### TASK DESCRIPTION
Keeping every line intact, repeat the data word for word.

### INFORMATION PROVIDED
-- Opening Marker --

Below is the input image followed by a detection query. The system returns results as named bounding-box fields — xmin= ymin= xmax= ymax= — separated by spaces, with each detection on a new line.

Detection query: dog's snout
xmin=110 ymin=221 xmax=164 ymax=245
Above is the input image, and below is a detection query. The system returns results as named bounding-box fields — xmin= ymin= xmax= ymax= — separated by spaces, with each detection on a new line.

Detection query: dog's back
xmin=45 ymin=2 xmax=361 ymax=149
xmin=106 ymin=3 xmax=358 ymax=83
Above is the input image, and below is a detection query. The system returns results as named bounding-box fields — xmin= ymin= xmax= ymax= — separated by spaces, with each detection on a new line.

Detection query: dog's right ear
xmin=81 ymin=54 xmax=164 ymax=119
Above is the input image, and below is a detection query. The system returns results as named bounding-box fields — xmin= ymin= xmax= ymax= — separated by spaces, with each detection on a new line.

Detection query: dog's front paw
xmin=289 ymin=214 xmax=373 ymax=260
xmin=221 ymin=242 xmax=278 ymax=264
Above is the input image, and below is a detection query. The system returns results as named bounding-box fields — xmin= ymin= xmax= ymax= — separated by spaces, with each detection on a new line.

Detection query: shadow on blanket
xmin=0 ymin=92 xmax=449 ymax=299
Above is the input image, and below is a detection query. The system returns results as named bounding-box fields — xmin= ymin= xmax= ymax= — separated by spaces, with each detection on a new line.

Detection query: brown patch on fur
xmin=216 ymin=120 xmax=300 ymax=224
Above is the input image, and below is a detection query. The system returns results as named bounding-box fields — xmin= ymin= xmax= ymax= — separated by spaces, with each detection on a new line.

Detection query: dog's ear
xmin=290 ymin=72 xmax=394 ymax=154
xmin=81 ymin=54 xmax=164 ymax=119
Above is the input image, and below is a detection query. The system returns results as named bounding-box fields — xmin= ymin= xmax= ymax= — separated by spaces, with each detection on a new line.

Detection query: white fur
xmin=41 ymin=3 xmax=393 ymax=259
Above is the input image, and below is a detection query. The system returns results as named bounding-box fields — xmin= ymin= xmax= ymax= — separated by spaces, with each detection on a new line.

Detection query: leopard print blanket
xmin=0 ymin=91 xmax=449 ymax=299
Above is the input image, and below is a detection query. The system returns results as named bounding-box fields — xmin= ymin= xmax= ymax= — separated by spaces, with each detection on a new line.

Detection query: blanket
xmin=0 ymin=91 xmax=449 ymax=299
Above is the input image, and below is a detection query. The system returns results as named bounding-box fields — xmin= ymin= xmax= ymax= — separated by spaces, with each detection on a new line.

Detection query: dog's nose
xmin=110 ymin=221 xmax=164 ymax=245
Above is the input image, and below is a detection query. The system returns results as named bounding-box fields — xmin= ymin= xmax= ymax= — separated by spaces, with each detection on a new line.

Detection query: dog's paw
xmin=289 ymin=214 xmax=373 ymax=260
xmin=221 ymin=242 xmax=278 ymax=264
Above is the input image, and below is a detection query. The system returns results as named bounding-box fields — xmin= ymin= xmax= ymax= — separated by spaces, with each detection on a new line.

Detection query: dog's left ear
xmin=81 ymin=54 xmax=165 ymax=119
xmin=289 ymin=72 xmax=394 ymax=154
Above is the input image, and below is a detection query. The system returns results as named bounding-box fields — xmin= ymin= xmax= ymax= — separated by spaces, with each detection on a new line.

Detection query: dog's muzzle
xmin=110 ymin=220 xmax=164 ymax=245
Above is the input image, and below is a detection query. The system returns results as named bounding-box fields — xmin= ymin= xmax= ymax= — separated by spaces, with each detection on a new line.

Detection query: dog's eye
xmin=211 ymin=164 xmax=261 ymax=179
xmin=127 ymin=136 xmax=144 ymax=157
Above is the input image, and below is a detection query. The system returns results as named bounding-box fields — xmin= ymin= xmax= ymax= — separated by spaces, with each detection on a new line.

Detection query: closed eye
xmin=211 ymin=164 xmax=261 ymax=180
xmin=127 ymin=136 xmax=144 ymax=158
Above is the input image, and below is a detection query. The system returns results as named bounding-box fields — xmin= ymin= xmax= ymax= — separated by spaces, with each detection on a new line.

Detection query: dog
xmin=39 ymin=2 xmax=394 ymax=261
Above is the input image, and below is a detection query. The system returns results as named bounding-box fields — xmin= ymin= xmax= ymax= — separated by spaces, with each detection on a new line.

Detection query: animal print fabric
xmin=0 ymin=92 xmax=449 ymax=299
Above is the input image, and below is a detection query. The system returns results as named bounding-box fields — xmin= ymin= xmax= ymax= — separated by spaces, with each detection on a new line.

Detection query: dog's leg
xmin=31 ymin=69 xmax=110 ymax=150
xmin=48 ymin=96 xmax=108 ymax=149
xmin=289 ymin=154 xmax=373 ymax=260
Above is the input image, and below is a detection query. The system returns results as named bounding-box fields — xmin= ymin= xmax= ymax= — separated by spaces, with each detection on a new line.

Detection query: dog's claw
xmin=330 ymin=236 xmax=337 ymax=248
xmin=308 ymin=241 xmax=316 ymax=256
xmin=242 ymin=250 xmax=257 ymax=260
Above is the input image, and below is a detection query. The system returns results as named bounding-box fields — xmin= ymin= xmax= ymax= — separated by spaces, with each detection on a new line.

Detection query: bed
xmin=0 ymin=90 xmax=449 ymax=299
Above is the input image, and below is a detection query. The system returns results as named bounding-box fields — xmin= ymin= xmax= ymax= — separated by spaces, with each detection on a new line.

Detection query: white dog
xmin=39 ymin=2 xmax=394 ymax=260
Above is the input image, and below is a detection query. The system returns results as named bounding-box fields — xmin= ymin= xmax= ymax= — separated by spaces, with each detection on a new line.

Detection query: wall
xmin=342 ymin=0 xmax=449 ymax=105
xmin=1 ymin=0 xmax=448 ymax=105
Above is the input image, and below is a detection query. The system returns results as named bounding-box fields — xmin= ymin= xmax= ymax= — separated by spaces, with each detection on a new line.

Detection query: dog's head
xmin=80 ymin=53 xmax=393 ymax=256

-- Closing Marker --

### EXERCISE ANSWER
Below is the input image followed by a detection query. The system returns results as named bounding-box fields — xmin= ymin= xmax= ymax= — separated by spaces, with each detection on a new line.

Detection query: dog's snout
xmin=110 ymin=221 xmax=164 ymax=245
Above is the input image, and below is a detection query. The system returns results as named bounding-box fields — xmin= ymin= xmax= ymax= — separated by spaces, with each detection on a new line.

Detection query: dog's back
xmin=45 ymin=2 xmax=361 ymax=149
xmin=106 ymin=3 xmax=358 ymax=83
Above is the input image, and below is a detection query. The system returns results as named bounding-box fields — xmin= ymin= xmax= ymax= — separated by spaces, with each detection on a new line.

Detection query: dog's right ear
xmin=81 ymin=54 xmax=164 ymax=119
Above is the input image, and below is a detection query. The system returns results as named bounding-box fields — xmin= ymin= xmax= ymax= — separated by spaces, with each detection on a new line.

Detection query: dog's front paw
xmin=289 ymin=214 xmax=373 ymax=260
xmin=221 ymin=242 xmax=278 ymax=264
Above is the input image, and below is a detection query. The system returns results as named bounding-box fields — xmin= ymin= xmax= ymax= — separated by spaces, with each detection on a new line.

Detection query: shadow on blanket
xmin=0 ymin=92 xmax=449 ymax=299
Above is the input image, and below is a detection query. The system returns results as named bounding-box fields — xmin= ymin= xmax= ymax= — separated by spaces, with each detection on a new line.

Detection query: brown patch on fur
xmin=216 ymin=120 xmax=300 ymax=224
Above is the input image, and below is a detection query. The system returns results as named bounding-box fields — xmin= ymin= xmax= ymax= — separated by spaces, with each detection on a new line.

Detection query: dog's ear
xmin=290 ymin=72 xmax=394 ymax=154
xmin=81 ymin=54 xmax=164 ymax=119
Above is the input image, and below is a detection query. The system returns results as named bounding-box fields — xmin= ymin= xmax= ymax= — separated by spaces, with each detection on a new line.

Detection query: white fur
xmin=41 ymin=3 xmax=393 ymax=259
Above is the input image, and below is a detection query. The system returns results as named bounding-box fields — xmin= ymin= xmax= ymax= — separated by spaces, with each detection on a new line.

Detection query: leopard print blanket
xmin=0 ymin=91 xmax=449 ymax=299
Above is the input image, and below is a detection query. The system returns results as named bounding-box fields — xmin= ymin= xmax= ymax= — separated by spaces, with each detection on a new line.

Detection query: blanket
xmin=0 ymin=91 xmax=449 ymax=299
Above is the input image, and below is a detection query. The system returns results as named bounding-box fields — xmin= ymin= xmax= ymax= — separated by spaces, with each detection on a new line.

Detection query: dog's nose
xmin=110 ymin=221 xmax=164 ymax=245
Above is the input image, and below is a detection query. The system returns results as named bounding-box fields — xmin= ymin= xmax= ymax= — separated by spaces, with each detection on a new line.

Detection query: dog's paw
xmin=289 ymin=214 xmax=373 ymax=260
xmin=221 ymin=242 xmax=278 ymax=264
Above is the input image, and below is a detection query. The system returns results as named bounding-box fields — xmin= ymin= xmax= ymax= — separated by spaces, with each detection on a new line.

Detection query: dog's left ear
xmin=81 ymin=54 xmax=165 ymax=119
xmin=289 ymin=72 xmax=394 ymax=154
Above is the input image, and below is a detection query. The system returns results as named bounding-box fields — xmin= ymin= xmax= ymax= — separated by spaces, with each detection on a new line.

Detection query: dog's muzzle
xmin=110 ymin=220 xmax=164 ymax=245
Above is the input image, and below is a detection query. The system returns results as named bounding-box fields — xmin= ymin= xmax= ymax= — separated by spaces, with each detection on a new line.

Detection query: dog's eye
xmin=211 ymin=164 xmax=261 ymax=179
xmin=127 ymin=136 xmax=144 ymax=157
Above is the input image, and below is a detection query. The system returns results as named bounding-box fields — xmin= ymin= xmax= ymax= — separated by spaces, with each detection on a new line.

Detection query: closed eye
xmin=211 ymin=164 xmax=261 ymax=180
xmin=127 ymin=136 xmax=144 ymax=158
Above is the input image, and below is a detection query. The system returns results as named bounding-box fields — xmin= ymin= xmax= ymax= — separated by spaces, with each detection on a new line.

Detection query: dog
xmin=39 ymin=2 xmax=394 ymax=261
Above is the input image, and below is a detection query. The system returns results as named bounding-box fields — xmin= ymin= xmax= ymax= — separated by spaces, with each detection on a new line.

Detection query: animal print fabric
xmin=0 ymin=92 xmax=449 ymax=299
Above is the input image, and below is a detection query. The system returns results as named bounding-box fields — xmin= ymin= xmax= ymax= — separated by spaces, with each detection on a new line.

Detection query: dog's leg
xmin=31 ymin=69 xmax=110 ymax=150
xmin=48 ymin=96 xmax=108 ymax=149
xmin=289 ymin=154 xmax=373 ymax=260
Above is the input image, and below is a detection query. The system returns results as named bounding-box fields — xmin= ymin= xmax= ymax= — separated by spaces, with each detection on a new line.

Detection query: dog's claw
xmin=330 ymin=236 xmax=337 ymax=248
xmin=308 ymin=241 xmax=316 ymax=256
xmin=242 ymin=250 xmax=257 ymax=260
Above is the input image, and below is a detection query. The system returns results as named bounding-box fields — xmin= ymin= xmax= ymax= — separated by spaces, with each detection on a new line.

Detection query: bed
xmin=0 ymin=90 xmax=449 ymax=299
Above is the input image, and below is a detection query. The system returns results as named bounding-box fields — xmin= ymin= xmax= ymax= — separated by spaces, with each detection on a new line.

Detection query: white dog
xmin=39 ymin=2 xmax=394 ymax=260
Above is the input image, and below is a detection query. The system returns results as named bounding-box fields — xmin= ymin= xmax= ymax= — separated by spaces, with each detection on a new line.

Detection query: wall
xmin=342 ymin=0 xmax=449 ymax=105
xmin=1 ymin=0 xmax=448 ymax=105
Above is the input image, and below is a detection query. The system returns results as named bounding-box fields — xmin= ymin= xmax= ymax= — separated by spaces, with each detection on a new line.

Detection query: dog's head
xmin=80 ymin=53 xmax=393 ymax=256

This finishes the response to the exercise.